Data listing:

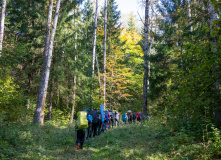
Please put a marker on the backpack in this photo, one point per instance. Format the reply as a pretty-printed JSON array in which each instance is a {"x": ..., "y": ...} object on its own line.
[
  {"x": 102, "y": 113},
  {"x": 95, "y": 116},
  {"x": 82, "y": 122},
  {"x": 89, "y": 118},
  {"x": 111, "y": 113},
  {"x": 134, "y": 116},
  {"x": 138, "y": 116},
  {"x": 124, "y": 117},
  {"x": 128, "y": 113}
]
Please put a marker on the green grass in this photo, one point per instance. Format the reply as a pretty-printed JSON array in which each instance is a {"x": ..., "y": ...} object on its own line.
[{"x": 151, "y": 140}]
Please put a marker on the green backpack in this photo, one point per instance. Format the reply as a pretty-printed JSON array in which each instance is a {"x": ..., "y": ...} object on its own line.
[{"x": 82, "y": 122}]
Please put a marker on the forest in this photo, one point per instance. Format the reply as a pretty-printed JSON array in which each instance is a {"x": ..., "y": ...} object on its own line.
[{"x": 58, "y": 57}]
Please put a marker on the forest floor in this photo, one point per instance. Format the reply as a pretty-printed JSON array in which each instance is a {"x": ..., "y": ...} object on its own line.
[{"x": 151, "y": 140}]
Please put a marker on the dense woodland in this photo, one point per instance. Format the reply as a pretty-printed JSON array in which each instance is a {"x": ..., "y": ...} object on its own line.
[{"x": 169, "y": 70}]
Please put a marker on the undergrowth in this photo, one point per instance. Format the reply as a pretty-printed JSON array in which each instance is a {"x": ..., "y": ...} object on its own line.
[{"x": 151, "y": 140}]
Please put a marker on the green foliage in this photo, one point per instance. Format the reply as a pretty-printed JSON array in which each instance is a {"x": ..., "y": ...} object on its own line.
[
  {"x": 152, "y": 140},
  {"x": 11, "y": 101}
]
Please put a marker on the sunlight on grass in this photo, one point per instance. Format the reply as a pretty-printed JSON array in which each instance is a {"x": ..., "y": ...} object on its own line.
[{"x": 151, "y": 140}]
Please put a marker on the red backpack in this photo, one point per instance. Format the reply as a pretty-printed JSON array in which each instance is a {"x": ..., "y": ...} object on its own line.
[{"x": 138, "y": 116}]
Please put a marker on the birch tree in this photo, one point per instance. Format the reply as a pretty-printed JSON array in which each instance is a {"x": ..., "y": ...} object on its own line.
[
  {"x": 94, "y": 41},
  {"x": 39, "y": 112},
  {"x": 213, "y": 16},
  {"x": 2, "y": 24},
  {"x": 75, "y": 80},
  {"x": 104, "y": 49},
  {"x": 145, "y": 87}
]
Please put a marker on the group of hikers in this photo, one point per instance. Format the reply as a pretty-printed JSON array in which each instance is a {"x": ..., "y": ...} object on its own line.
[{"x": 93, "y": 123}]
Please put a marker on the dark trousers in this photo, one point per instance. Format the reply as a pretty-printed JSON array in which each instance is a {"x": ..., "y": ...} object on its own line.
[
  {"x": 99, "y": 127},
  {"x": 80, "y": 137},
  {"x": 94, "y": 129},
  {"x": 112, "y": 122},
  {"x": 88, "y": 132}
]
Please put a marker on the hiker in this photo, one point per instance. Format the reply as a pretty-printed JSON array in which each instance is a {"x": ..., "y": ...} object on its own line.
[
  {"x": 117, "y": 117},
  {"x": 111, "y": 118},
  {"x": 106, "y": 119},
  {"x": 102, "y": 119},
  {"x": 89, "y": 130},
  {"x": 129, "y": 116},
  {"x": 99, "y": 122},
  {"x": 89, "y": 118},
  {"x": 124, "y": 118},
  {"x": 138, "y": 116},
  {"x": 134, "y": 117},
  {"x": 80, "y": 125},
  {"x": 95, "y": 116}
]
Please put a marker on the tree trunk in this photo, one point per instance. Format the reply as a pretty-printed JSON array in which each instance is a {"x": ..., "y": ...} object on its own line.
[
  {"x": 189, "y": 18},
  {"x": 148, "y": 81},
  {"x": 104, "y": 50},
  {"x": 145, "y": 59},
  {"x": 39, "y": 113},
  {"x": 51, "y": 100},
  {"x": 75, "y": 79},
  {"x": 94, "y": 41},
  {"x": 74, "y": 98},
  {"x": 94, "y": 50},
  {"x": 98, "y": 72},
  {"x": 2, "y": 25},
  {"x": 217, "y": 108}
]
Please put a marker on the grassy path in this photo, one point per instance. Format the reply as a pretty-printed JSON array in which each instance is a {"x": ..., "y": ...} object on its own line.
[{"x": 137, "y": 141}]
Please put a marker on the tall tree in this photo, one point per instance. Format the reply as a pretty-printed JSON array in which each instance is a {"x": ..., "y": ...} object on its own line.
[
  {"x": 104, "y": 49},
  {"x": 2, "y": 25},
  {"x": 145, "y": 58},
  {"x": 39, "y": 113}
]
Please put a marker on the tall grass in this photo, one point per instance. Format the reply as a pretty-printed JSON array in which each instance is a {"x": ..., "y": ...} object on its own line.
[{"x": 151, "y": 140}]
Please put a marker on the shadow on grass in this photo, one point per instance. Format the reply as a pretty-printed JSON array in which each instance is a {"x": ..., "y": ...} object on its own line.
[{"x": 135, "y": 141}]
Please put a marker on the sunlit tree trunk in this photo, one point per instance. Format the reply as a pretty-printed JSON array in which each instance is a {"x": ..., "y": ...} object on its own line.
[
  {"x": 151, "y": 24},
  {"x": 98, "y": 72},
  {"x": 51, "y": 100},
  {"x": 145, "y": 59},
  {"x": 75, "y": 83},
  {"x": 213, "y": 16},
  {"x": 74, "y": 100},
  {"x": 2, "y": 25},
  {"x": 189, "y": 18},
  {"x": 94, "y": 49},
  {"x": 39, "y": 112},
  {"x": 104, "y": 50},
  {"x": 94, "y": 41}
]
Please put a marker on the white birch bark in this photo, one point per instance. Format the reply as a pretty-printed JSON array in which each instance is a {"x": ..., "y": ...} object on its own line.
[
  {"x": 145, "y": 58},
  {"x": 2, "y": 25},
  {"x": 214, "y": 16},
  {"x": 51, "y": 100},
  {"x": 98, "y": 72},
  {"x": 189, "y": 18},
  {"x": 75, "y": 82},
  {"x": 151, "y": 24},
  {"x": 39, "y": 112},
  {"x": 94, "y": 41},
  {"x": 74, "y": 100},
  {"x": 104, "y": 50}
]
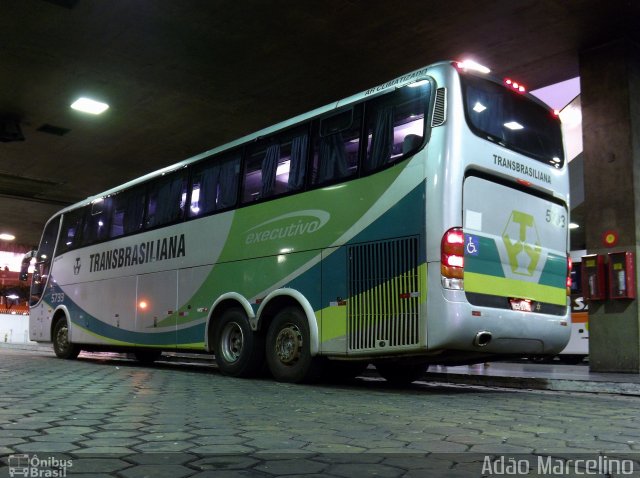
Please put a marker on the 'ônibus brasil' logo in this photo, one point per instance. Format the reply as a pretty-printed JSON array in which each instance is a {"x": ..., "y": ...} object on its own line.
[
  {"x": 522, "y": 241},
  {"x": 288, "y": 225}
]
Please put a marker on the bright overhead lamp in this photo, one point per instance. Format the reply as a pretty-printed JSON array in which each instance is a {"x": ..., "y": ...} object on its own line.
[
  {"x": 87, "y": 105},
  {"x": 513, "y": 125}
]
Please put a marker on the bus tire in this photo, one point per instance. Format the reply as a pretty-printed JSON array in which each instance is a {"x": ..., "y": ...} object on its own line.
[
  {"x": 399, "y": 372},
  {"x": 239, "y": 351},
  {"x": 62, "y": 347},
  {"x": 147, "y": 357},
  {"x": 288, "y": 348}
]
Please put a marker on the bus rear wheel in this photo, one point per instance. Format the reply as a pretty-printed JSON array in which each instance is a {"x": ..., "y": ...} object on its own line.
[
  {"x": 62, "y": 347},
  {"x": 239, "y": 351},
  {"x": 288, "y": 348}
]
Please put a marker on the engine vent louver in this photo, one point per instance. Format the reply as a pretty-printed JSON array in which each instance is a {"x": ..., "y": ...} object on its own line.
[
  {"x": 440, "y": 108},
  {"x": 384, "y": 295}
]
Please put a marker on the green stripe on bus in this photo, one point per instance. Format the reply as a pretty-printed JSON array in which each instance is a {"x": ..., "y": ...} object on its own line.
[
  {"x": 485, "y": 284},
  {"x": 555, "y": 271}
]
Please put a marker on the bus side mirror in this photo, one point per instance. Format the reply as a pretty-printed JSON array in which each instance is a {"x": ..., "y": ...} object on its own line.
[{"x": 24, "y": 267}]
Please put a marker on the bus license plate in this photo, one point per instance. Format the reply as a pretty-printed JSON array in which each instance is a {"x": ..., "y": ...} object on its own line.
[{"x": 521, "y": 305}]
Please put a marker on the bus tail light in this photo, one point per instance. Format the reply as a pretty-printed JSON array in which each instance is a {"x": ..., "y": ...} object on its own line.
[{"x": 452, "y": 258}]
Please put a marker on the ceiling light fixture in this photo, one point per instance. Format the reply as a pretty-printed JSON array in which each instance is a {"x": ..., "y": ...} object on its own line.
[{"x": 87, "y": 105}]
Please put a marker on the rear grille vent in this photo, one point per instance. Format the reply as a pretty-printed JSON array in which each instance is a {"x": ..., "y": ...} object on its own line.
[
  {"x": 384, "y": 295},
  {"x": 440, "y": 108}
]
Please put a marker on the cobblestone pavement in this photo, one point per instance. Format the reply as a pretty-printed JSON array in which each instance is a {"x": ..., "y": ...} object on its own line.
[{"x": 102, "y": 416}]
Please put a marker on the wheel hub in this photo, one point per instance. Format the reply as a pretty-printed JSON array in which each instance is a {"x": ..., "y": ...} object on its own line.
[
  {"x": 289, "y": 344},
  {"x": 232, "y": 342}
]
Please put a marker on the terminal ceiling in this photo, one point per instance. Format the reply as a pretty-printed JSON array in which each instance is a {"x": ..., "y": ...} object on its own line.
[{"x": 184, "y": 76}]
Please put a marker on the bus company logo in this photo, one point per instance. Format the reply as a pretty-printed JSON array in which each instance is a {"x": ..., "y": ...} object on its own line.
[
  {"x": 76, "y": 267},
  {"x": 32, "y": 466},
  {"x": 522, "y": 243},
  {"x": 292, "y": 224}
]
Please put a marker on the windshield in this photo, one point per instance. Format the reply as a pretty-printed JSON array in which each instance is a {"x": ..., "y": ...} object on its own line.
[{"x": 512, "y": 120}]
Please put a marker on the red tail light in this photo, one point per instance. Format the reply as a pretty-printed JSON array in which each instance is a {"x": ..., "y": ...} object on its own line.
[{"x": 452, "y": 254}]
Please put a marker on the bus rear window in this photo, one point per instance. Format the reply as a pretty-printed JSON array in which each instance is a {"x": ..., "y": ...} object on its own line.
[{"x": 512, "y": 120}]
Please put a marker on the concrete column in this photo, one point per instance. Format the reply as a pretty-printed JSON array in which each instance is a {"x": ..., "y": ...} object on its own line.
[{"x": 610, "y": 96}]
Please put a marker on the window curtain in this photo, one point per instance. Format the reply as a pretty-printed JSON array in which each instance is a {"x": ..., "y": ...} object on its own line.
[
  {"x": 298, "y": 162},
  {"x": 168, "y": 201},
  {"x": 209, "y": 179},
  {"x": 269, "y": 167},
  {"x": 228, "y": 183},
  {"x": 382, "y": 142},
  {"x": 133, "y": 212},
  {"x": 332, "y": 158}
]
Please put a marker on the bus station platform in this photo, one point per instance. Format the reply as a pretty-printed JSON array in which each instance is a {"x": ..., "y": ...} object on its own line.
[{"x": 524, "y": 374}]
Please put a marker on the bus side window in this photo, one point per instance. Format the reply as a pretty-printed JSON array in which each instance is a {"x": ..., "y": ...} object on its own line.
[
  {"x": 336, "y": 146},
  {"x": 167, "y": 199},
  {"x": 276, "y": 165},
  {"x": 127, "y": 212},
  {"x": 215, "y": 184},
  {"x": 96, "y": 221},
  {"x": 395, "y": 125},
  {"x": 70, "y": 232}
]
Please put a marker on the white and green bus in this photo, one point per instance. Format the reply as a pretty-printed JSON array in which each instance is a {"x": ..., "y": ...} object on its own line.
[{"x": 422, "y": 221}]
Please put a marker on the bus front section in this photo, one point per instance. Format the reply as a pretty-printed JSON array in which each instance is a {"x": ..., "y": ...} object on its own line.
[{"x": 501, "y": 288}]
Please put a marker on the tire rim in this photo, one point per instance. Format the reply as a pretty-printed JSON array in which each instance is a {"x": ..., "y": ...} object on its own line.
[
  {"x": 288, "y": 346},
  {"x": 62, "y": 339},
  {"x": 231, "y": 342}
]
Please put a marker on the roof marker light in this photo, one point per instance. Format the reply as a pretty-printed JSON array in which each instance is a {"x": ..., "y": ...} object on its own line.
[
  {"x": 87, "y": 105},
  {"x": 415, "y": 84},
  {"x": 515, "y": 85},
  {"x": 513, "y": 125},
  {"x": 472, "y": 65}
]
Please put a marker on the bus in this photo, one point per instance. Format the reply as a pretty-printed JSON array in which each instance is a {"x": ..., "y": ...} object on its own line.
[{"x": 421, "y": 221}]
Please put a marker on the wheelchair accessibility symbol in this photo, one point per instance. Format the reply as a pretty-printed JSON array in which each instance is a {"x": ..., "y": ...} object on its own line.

Exercise instructions: Format the entries from the line with "Please put a marker on the roof" through the end of the entries as a numbered list, omitting blank lines.

Correct answer:
1. Please put a marker on the roof marker light in this photo, one point per instance. Format the reply as a pretty-printed JSON array in which each instance is a {"x": ..., "y": ...} object on its own line.
2. [
3.   {"x": 87, "y": 105},
4.   {"x": 415, "y": 84},
5.   {"x": 515, "y": 85},
6.   {"x": 513, "y": 125},
7.   {"x": 472, "y": 65}
8. ]
9. Please put a marker on the bus in this photo, one point per instance. Format the reply as a pretty-printed JSON array in which each instance is a {"x": ..., "y": ...} object on its own line.
10. [{"x": 421, "y": 221}]
11. Please put a marker on the wheelchair accessibility symbol in this photo, one point per instance. Format the reply as a pretty-printed JSON array in which each instance is a {"x": ..., "y": ...} object on its own line.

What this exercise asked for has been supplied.